#### DATASET ROWS:
= = =
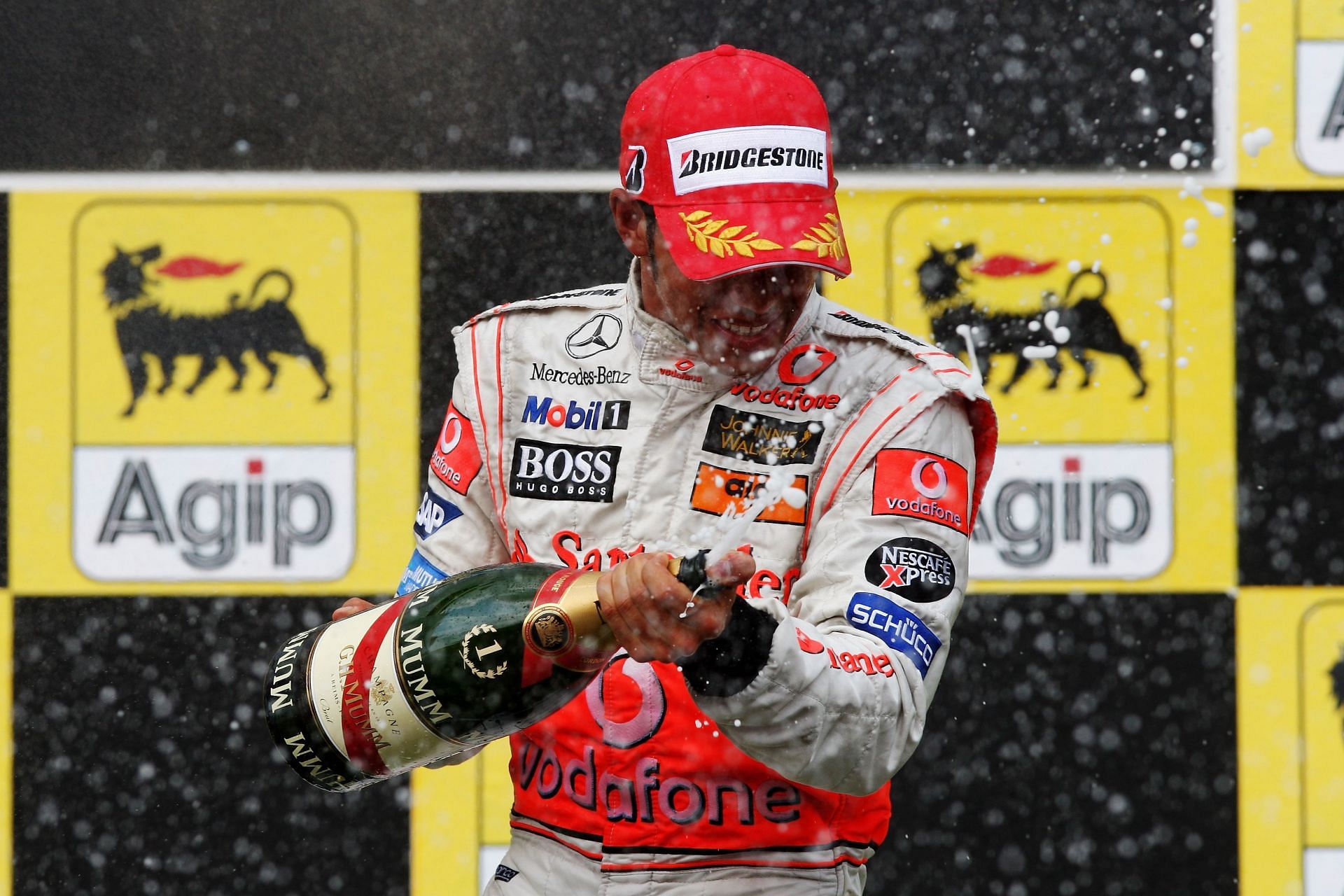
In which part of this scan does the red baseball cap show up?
[621,44,850,279]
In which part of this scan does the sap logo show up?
[523,395,630,430]
[415,491,462,539]
[846,591,942,677]
[508,440,621,504]
[74,446,355,580]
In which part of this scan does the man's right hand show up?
[332,598,374,622]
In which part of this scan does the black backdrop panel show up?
[0,0,1212,171]
[868,595,1238,896]
[1236,192,1344,584]
[419,193,618,467]
[13,598,409,896]
[0,193,9,587]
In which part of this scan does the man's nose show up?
[723,267,788,307]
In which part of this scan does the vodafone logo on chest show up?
[872,449,970,535]
[428,402,481,494]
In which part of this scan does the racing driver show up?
[335,46,996,896]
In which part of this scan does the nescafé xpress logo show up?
[73,203,355,582]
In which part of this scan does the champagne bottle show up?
[266,551,708,791]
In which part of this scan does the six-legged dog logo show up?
[102,244,332,416]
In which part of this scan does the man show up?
[336,46,995,896]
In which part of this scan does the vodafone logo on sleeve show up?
[428,402,481,494]
[872,449,970,535]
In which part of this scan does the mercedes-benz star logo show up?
[564,313,621,358]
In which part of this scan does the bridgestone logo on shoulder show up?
[668,125,830,196]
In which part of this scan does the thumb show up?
[704,551,755,589]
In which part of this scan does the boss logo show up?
[76,446,354,580]
[508,440,621,504]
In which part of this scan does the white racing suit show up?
[402,269,996,896]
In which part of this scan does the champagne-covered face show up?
[640,227,817,377]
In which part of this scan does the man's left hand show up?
[596,551,755,662]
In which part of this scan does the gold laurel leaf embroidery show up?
[678,209,783,258]
[789,212,846,258]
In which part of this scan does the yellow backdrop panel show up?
[9,192,419,595]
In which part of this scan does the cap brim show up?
[654,196,850,279]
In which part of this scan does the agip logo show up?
[887,196,1179,580]
[71,202,358,582]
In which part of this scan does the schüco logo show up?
[73,200,358,582]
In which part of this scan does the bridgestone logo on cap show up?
[668,125,830,196]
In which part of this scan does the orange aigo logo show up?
[691,463,808,525]
[102,243,332,416]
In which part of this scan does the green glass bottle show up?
[266,551,708,791]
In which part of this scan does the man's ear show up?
[610,187,649,258]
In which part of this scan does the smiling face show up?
[613,192,818,377]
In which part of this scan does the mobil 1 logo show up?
[74,444,355,582]
[508,440,621,504]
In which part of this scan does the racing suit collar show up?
[625,258,822,392]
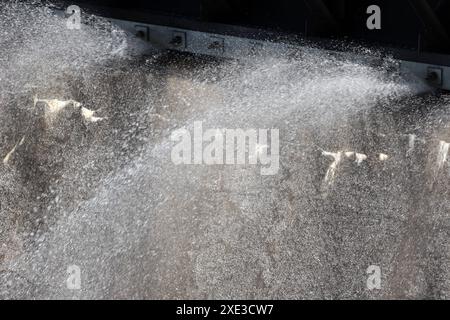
= = =
#### PROBLEM DETAILS:
Rewrite the items above as a JSON list of strings, one string per line with blank lines omitted, and leave out the pictures.

#### FINISHED EXERCISE:
[
  "In which part of this scan does the red baseball cap show up?",
  "[621,44,850,279]",
  "In which part of this scan does the sap logo show up?",
  "[523,395,630,430]",
  "[415,491,462,539]",
  "[846,591,942,677]",
  "[508,440,621,504]",
  "[74,446,355,580]",
  "In which part of this scan does the man's right hand show up?",
  "[332,598,374,622]",
  "In which part of this scan does the black backdrop panel show up?",
  "[0,0,1212,171]",
  "[868,595,1238,896]",
  "[1236,192,1344,584]",
  "[419,193,618,467]",
  "[13,598,409,896]",
  "[0,193,9,587]",
  "In which part of this scan does the man's nose show up?",
  "[723,267,788,307]",
  "In which part of this scan does the vodafone logo on chest show up?",
  "[872,449,970,535]",
  "[428,402,481,494]",
  "In which part of this scan does the racing driver show up?",
  "[335,46,996,896]",
  "In which part of this scan does the nescafé xpress logo show up?",
  "[73,203,355,582]",
  "In which part of this scan does the champagne bottle show up?",
  "[266,551,708,791]",
  "In which part of this scan does the six-legged dog logo show up?",
  "[102,244,332,416]",
  "In which part of this scan does the man show up?",
  "[336,46,995,896]",
  "In which part of this scan does the vodafone logo on sleeve show up?",
  "[428,402,481,494]",
  "[872,449,970,535]",
  "In which part of this scan does the mercedes-benz star logo show up?",
  "[564,313,621,358]",
  "In which part of this scan does the bridgestone logo on shoulder show up?",
  "[668,125,830,196]",
  "In which part of this scan does the thumb show up?",
  "[704,551,755,589]",
  "In which part of this scan does the boss logo show up?",
  "[76,446,354,580]",
  "[508,440,621,504]",
  "In which part of this scan does the white racing suit show up?",
  "[402,269,996,896]",
  "In which part of this scan does the champagne-covered face show up?",
  "[640,227,817,377]",
  "In which part of this scan does the man's left hand show up?",
  "[596,551,755,662]",
  "In which part of this scan does the gold laurel leaf embroidery show up?",
  "[678,209,783,258]",
  "[789,212,846,258]",
  "In which part of this scan does the yellow backdrop panel show up?",
  "[9,192,419,595]",
  "In which part of this scan does the cap brim show up?",
  "[654,196,850,279]",
  "In which part of this scan does the agip logo show up?",
  "[887,196,1179,580]",
  "[71,202,358,582]",
  "In which part of this scan does the schüco logo show up?",
  "[73,200,358,582]",
  "In which part of this scan does the bridgestone logo on cap show up?",
  "[668,125,830,196]",
  "In which part of this scan does the orange aigo logo show up?",
  "[691,463,808,525]",
  "[102,243,332,416]",
  "In which part of this scan does the green glass bottle show up?",
  "[266,551,708,791]",
  "In which part of this scan does the man's ear show up?",
  "[610,187,649,258]",
  "In which part of this scan does the smiling face show up?",
  "[613,192,818,377]",
  "In which part of this scan does the mobil 1 logo show up?",
  "[74,444,355,582]",
  "[508,440,621,504]",
  "In which part of this scan does the racing suit collar show up?",
  "[625,258,822,392]"
]